Assigned task: A verbatim copy of the data below is the required output.

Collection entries
|---|
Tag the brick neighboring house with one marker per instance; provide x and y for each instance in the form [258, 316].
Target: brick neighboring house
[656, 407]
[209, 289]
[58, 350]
|---|
Response for this exercise:
Tag the brick neighboring house with one marker per instance; provide x and y for each instance in the form [258, 316].
Target: brick neighboring house
[656, 407]
[209, 289]
[58, 350]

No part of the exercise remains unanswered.